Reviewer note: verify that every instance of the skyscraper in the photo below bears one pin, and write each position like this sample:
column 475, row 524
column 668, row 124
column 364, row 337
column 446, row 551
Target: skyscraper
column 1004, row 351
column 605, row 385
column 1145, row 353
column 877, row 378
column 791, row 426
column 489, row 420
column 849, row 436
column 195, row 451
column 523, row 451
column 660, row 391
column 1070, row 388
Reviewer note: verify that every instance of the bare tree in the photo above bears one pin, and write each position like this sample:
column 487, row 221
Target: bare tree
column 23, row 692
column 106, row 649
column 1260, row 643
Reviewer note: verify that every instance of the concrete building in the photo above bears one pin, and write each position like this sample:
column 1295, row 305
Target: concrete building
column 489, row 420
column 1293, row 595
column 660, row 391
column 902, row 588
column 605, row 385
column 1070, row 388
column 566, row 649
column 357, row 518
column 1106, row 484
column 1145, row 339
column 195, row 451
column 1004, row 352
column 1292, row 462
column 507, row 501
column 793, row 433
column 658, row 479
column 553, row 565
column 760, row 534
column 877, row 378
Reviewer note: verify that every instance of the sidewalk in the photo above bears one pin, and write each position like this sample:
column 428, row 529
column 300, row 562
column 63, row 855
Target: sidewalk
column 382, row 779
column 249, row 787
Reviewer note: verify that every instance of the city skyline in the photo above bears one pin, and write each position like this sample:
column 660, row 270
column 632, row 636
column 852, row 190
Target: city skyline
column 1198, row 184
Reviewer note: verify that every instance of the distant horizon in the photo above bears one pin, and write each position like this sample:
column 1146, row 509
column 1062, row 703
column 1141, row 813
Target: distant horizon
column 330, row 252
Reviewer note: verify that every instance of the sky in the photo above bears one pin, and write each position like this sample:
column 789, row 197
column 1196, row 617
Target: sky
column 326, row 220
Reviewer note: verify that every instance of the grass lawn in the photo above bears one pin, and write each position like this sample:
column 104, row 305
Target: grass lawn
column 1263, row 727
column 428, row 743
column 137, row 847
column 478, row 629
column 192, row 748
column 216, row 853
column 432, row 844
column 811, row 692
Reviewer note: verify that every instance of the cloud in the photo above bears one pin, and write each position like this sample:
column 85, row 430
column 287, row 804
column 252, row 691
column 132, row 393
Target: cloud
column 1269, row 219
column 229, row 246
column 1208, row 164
#####
**WORK TASK**
Every line of the records above where the string "note" is found should be copied.

**EXERCISE RESPONSE**
Reviewer note: verify that every instance of the skyscraper in the photo below bears one pin, and write each position like this sample:
Reviewer note: verify that every instance of the bare tree in the photo above bears one pin, and write each position like this sample:
Reviewer note: verify that every instance of the concrete building in the photo above bears one pin, and write each position like this sample:
Reviewer note: verify that every instance of the sidewalk in the photo above bears one pin, and write each position like this sample:
Reviewer note: verify that every instance of the city skyline in the photo above bears one pin, and write each position like this sample:
Reviewer note: verify that every instance of the distant horizon in the photo above bears one pin, and write each position like this sample:
Reviewer note: verify that every instance of the sky in the photo above bears one pin, and write each position like this sample:
Reviewer note: verify that every instance of the grass lawn in the photo above bears one pin, and write each position like this sample:
Reviewer note: verify that every instance of the cloud in the photo above bears one pin, and write each position like this sample:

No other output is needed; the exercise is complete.